**Records provided**:
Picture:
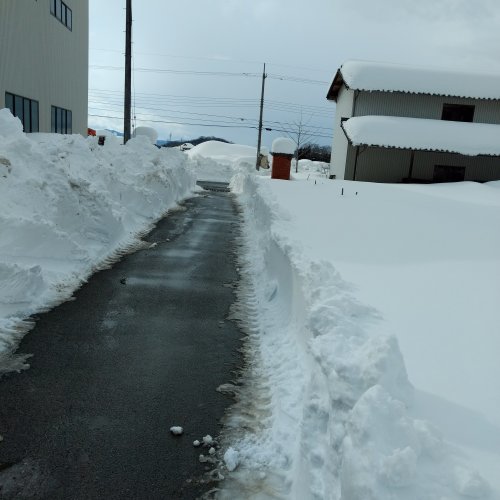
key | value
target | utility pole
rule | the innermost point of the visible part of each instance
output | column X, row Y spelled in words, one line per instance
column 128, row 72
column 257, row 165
--
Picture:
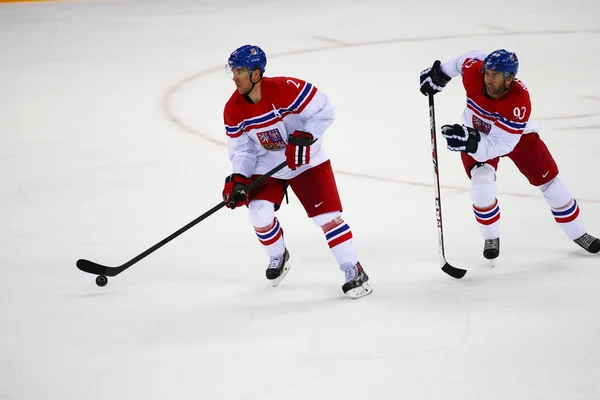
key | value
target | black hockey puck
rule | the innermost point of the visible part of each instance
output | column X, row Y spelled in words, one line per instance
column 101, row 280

**Task description**:
Gather every line of the records above that contains the string "column", and copy each one.

**Right answer**:
output | column X, row Y spelled in words, one line per instance
column 128, row 72
column 257, row 165
output | column X, row Y spelled in words, one line per instance
column 101, row 280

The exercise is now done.